- [Work instructions] Write out, word for word, every line from the one containing "the rock covered" through the last line of the records below, both ends included.

- [Data listing]
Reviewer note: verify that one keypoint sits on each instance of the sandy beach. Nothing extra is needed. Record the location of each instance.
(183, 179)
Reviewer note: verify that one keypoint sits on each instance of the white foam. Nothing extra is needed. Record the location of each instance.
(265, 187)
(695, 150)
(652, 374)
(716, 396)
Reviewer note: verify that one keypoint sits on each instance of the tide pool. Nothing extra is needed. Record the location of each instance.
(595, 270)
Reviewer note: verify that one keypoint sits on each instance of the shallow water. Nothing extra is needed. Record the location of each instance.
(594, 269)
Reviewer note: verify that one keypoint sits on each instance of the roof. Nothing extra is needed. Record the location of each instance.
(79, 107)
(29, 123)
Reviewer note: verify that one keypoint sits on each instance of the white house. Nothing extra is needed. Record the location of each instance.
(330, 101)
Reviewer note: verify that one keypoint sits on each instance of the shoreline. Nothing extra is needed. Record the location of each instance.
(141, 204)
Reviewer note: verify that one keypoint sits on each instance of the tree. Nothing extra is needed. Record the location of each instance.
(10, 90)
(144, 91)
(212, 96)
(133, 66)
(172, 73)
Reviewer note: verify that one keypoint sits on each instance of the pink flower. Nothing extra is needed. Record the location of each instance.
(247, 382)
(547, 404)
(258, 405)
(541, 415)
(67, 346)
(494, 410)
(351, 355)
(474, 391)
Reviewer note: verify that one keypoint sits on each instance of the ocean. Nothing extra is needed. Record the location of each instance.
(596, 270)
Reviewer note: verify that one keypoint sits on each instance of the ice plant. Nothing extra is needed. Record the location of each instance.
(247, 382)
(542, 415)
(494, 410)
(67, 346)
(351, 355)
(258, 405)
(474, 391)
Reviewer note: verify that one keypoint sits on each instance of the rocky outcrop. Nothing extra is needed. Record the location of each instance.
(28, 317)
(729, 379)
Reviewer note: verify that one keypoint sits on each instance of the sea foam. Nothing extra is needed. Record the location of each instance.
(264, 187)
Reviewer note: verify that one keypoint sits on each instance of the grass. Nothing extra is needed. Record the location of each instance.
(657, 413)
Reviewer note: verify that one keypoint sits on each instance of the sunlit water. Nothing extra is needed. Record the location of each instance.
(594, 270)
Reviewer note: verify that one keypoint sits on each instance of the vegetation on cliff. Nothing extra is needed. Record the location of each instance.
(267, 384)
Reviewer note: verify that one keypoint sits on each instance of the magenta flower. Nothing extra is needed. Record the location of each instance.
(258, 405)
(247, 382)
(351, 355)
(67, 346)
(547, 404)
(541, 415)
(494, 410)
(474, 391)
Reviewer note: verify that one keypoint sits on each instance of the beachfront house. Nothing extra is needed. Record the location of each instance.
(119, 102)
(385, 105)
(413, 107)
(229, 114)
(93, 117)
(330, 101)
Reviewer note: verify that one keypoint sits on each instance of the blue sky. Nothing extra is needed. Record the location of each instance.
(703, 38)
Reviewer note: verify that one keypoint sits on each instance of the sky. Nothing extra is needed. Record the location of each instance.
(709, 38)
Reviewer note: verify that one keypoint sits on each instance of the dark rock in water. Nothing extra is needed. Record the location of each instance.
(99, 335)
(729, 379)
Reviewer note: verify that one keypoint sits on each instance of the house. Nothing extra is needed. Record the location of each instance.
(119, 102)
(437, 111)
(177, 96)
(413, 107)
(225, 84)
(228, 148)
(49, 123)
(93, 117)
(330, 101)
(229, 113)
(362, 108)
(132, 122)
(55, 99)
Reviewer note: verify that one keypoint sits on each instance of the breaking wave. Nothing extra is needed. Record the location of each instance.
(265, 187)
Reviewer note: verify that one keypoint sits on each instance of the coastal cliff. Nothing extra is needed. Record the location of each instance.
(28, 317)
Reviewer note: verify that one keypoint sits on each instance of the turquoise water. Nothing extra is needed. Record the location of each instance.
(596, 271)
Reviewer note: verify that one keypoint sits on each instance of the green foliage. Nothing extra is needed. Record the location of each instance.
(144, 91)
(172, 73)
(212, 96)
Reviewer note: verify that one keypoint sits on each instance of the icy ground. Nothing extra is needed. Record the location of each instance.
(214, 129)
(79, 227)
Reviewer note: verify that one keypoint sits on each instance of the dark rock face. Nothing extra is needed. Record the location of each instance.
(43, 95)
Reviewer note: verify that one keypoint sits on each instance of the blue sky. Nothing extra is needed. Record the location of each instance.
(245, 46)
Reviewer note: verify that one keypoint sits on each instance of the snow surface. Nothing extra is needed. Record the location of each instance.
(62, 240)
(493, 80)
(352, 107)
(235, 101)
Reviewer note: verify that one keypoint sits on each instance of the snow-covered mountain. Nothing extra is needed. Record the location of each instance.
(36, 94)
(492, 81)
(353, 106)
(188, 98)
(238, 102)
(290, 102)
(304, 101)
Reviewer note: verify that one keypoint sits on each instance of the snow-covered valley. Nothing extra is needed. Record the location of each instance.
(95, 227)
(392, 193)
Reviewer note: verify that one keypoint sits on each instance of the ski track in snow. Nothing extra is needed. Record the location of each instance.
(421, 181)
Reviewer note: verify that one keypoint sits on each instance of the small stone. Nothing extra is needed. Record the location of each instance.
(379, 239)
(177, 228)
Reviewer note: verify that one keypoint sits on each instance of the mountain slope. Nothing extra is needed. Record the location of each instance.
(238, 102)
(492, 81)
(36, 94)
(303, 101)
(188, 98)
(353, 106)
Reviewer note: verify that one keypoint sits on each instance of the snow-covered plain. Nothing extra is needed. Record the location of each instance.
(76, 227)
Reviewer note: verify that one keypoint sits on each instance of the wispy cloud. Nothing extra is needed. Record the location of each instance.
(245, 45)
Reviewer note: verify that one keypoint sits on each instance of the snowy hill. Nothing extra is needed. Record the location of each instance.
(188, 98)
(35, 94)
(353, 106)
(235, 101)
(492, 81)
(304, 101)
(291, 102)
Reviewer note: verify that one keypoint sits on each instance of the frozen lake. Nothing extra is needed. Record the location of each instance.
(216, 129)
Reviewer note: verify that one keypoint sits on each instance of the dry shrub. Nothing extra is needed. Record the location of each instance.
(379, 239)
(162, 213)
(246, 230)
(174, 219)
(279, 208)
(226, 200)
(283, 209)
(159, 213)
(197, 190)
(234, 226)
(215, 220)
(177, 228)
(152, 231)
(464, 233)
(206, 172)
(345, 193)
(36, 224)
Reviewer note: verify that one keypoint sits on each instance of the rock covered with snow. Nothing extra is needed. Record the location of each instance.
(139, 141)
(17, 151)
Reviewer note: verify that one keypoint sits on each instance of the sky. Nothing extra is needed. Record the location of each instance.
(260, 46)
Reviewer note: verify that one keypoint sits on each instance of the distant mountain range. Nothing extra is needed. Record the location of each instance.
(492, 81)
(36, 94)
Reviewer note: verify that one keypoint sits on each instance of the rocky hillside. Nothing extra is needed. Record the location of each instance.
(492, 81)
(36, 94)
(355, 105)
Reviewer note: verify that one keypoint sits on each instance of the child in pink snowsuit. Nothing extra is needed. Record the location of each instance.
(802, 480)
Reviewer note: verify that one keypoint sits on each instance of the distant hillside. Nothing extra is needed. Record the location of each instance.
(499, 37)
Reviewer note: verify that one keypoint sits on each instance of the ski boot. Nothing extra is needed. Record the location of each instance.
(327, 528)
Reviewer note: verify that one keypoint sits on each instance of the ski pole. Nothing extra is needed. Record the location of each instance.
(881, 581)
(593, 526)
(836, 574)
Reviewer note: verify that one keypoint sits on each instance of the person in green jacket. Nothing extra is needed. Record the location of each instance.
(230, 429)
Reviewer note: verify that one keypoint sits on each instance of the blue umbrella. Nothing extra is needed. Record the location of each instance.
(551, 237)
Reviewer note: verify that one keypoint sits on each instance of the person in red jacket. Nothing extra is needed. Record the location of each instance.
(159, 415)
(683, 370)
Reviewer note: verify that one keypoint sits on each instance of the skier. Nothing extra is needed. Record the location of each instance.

- [Full response]
Reviewer note: verify that one keypoint sits on each instance of the rock covered with snow. Nothing extra is needed. Record the location of each instance.
(139, 141)
(17, 151)
Reviewer note: verify that one keypoint sits on each instance of the sky. Nothing extra is needed. Record the location of each instance.
(260, 46)
Reviewer note: verify that one keypoint sits on each instance of the distant mountain range. Nothing extra is needed. Record the location of each instance.
(492, 81)
(36, 94)
Reviewer note: verify that one keypoint sits on each instance of the rocky hillside. Nothing extra is needed. Record the location of each instance.
(492, 81)
(36, 94)
(355, 105)
Reviewer note: verify that one keypoint sits on each instance of the child in pink snowsuit. Nothing extra is needed. Record the location of each instance.
(802, 480)
Reviewer note: verify that one keypoint sits on each instance of the distant hillside. Nothing extra is needed. Record the location of each instance.
(499, 37)
Reviewer note: verify that one keypoint sits on each instance of the ski boot. Nothing extra is needed. Record the location of each instance.
(327, 528)
Reviewer note: verify that one keypoint sits on each instance of the ski pole. Nothing extra is needed. Record the location of each instance.
(881, 581)
(593, 526)
(836, 574)
Reviewer note: verify that one keypoint sits on each instance of the person in green jacket. Nothing extra is needed. Record the location of each instance.
(230, 429)
Reviewer note: verify that one keypoint sits on each instance of the blue umbrella. Nothing extra is needed. Record the location of each instance.
(551, 237)
Reviewer note: verify that one keypoint sits on each instance of the person in red jacket. Nothing extra is needed. Record the location of each instance.
(159, 415)
(683, 370)
Reviewer note: verify that one keypoint sits on each instance of the skier. Nothing extra is needed. Record the location of each instance.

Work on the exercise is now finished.